**AIM OF THE TASK**
Copy out, exactly as written, only the line containing "[point] every instance of the grey" and the lines after it through the end of the records.
+ + + + + + +
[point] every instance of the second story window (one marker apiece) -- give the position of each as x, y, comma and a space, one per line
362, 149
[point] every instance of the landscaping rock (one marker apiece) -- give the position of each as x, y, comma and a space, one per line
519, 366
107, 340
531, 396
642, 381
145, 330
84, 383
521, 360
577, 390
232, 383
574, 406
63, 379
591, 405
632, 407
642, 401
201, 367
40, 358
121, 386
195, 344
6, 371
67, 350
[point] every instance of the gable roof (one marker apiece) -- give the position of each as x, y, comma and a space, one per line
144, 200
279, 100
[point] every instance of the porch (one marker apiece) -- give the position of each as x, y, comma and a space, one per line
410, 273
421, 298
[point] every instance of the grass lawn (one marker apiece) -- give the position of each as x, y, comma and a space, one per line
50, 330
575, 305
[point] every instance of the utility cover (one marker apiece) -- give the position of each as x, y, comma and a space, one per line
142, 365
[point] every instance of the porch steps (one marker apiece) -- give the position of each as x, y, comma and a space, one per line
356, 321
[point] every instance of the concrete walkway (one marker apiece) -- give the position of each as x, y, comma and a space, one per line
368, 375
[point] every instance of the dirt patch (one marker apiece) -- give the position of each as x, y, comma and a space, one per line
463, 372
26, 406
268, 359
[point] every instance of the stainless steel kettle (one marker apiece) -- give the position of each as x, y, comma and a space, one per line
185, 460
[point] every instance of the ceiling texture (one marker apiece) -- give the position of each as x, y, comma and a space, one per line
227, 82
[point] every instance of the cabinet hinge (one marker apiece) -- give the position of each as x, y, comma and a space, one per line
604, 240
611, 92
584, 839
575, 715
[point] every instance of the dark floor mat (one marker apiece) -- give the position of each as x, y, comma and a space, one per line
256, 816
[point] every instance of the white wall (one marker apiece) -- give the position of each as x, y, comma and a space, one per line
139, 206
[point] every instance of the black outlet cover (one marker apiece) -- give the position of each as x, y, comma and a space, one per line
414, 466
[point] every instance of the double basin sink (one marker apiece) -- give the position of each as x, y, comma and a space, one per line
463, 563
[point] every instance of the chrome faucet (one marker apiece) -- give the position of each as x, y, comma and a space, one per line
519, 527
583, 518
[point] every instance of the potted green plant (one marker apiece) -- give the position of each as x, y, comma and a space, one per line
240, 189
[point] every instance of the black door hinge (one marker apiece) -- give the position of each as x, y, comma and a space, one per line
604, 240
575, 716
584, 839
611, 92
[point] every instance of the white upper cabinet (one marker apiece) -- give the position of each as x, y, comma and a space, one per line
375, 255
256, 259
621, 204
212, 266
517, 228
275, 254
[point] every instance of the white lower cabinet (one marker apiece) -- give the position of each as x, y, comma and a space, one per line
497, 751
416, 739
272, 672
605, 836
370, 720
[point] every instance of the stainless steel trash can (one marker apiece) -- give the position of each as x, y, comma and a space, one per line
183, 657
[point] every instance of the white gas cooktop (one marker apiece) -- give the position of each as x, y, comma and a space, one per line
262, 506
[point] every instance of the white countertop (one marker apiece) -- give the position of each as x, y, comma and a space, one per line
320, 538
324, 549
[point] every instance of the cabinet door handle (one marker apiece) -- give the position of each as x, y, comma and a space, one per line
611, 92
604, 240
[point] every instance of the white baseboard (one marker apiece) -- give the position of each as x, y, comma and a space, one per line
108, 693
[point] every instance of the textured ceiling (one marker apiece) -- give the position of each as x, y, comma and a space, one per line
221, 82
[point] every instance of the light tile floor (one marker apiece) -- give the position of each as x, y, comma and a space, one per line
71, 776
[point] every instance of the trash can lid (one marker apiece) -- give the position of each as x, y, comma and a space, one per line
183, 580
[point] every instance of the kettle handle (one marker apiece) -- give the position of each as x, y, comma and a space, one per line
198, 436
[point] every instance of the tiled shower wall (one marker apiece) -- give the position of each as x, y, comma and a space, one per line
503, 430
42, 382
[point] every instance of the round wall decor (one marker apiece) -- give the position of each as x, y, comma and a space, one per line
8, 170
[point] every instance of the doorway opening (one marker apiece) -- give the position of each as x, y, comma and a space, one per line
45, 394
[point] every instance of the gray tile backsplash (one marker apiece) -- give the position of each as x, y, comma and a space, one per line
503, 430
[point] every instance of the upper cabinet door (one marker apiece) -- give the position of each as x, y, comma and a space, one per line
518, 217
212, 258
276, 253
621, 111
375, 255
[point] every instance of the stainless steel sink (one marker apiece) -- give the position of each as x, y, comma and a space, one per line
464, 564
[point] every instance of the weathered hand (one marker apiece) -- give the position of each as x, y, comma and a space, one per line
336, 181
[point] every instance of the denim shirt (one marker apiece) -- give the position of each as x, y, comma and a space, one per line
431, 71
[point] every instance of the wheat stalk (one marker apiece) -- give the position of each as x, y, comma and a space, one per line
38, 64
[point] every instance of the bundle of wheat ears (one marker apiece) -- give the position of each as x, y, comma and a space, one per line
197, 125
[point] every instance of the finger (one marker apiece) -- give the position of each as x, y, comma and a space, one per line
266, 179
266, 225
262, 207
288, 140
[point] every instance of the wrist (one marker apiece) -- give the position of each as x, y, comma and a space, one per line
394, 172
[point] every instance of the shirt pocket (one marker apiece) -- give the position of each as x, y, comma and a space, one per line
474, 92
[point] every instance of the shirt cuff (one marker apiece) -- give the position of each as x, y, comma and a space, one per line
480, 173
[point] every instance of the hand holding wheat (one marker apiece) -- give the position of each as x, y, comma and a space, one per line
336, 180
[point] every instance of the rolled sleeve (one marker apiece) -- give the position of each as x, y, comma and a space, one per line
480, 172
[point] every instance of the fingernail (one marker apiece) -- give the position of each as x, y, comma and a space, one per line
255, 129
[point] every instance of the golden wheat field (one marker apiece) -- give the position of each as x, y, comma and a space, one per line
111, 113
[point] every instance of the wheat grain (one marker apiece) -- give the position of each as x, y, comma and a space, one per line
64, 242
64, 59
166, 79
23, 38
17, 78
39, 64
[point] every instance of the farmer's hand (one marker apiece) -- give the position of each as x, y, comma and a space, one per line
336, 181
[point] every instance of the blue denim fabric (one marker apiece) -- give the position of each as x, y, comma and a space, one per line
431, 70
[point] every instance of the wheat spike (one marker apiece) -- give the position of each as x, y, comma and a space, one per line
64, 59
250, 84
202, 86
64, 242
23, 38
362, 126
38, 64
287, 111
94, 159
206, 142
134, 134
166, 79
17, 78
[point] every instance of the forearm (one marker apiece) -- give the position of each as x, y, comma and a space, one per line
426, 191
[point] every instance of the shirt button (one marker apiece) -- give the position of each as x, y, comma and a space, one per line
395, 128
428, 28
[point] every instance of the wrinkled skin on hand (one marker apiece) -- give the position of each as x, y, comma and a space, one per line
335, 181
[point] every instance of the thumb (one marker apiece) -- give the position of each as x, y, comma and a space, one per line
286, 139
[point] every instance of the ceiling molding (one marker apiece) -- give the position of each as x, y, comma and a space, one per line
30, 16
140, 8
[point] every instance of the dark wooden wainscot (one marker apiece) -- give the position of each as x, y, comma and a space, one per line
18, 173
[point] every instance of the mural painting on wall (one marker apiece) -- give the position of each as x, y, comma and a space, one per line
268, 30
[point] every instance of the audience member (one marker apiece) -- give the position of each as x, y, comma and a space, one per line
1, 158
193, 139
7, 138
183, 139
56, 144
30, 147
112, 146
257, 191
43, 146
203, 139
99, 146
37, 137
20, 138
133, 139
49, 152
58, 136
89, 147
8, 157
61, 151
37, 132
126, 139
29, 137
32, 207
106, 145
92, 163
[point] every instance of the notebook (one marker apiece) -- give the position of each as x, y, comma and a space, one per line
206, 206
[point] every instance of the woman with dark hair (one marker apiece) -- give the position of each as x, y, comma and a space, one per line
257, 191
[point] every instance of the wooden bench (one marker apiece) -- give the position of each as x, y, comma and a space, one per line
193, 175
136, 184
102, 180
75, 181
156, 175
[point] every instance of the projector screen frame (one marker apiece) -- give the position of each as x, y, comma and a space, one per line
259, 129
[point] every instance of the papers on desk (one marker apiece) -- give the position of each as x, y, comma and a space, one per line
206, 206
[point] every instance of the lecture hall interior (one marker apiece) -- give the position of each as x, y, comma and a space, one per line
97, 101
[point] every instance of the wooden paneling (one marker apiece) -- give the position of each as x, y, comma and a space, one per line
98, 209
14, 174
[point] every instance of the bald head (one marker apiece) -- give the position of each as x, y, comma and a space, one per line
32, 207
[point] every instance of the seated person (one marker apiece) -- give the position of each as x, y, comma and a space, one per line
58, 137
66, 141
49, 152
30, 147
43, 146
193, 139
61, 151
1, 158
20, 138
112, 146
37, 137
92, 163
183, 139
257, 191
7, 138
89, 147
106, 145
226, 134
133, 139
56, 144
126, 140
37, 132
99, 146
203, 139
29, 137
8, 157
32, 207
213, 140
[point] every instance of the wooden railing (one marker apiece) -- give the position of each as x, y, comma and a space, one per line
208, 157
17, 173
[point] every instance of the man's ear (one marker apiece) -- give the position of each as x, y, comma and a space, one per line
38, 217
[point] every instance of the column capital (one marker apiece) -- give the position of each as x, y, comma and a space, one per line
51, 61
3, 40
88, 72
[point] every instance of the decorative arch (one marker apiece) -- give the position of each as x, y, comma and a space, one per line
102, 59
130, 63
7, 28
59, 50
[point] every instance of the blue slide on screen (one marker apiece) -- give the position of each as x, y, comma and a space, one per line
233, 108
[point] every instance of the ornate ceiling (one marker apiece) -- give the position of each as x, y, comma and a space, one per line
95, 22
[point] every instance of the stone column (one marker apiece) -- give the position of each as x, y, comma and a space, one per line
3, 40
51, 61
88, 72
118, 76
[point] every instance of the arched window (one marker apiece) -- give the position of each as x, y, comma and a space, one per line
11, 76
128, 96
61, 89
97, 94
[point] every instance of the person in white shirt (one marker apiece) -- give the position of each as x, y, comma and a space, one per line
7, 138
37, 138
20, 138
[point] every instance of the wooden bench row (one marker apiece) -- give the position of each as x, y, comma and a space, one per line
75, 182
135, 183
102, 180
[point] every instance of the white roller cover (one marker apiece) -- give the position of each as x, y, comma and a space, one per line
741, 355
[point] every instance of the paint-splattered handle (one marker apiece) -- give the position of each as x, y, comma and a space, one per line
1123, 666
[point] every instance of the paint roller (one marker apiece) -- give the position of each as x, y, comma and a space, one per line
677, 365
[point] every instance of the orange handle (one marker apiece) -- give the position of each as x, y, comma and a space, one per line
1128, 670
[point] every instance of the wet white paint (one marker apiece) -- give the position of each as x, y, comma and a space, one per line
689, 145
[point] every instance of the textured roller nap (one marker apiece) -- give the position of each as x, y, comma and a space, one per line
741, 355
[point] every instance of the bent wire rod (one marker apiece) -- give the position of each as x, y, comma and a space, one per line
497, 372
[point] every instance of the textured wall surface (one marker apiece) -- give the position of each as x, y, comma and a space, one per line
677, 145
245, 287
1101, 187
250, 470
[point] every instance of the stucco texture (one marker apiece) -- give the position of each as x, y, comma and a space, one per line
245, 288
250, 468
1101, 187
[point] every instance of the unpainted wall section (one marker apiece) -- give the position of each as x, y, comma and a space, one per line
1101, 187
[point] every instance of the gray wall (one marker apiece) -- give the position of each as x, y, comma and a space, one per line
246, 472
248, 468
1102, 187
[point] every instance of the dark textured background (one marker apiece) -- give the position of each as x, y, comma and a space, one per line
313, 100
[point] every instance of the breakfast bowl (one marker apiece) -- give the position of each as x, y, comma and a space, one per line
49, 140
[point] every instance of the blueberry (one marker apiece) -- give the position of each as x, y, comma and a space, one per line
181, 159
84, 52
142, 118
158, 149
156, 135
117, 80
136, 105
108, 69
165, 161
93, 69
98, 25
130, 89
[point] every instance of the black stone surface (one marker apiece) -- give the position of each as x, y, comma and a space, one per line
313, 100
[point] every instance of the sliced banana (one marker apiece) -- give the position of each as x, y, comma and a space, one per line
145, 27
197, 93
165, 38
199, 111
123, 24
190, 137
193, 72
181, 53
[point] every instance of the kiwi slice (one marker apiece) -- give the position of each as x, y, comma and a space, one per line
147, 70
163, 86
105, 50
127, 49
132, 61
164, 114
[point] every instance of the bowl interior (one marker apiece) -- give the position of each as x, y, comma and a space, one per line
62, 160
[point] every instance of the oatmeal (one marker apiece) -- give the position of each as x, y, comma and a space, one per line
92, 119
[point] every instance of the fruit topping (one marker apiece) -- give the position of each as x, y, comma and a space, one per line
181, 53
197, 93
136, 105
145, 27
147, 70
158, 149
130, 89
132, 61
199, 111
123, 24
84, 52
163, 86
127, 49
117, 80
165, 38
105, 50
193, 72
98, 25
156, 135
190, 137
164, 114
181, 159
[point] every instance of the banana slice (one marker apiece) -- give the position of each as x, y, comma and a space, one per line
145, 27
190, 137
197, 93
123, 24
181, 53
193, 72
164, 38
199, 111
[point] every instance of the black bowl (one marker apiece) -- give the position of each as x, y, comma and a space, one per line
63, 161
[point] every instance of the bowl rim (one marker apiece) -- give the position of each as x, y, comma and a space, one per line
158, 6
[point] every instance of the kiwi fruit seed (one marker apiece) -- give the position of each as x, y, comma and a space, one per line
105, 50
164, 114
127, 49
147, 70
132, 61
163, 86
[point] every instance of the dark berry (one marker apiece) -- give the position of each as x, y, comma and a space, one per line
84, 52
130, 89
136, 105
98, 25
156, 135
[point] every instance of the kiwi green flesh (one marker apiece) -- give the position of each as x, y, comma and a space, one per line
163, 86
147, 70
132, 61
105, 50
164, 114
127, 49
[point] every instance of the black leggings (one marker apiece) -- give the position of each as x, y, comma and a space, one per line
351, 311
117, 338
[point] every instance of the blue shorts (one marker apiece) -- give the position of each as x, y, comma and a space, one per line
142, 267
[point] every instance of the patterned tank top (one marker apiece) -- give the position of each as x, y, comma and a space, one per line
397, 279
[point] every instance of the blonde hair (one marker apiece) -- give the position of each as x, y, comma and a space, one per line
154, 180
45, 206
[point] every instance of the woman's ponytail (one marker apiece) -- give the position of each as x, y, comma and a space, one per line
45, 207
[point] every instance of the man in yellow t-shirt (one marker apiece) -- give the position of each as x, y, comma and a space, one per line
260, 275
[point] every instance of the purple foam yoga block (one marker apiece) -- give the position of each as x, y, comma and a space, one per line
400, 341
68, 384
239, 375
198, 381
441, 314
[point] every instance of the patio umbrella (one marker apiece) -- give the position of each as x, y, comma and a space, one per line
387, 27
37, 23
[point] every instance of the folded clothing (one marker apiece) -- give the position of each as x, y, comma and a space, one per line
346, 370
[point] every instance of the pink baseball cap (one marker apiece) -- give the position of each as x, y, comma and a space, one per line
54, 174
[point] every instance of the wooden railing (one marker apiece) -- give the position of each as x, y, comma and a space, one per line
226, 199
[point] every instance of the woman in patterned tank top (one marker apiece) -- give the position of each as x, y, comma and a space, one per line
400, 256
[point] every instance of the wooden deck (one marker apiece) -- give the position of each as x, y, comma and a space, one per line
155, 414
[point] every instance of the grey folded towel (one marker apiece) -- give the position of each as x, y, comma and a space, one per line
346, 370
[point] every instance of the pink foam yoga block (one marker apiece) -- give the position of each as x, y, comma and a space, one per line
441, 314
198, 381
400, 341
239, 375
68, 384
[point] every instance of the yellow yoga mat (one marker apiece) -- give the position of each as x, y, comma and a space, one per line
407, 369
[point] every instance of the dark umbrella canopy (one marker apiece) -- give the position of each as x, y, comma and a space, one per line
+ + + + + + +
**TASK RESPONSE**
[point] every instance of the grey folded towel (one marker apiece) -- give the position of each as x, y, comma and a space, one per line
346, 370
[point] every instance of the pink foam yoga block (one marker apiece) -- give the position of each as x, y, comma and a space, one per line
441, 314
198, 381
400, 341
239, 375
68, 384
[point] every instance of the yellow yoga mat (one marker apiece) -- give the position of each as x, y, comma and a space, one per line
407, 369
[point] every instance of the dark umbrella canopy (one marker apiece) -- give the position of each as x, y, comma and a space, one per line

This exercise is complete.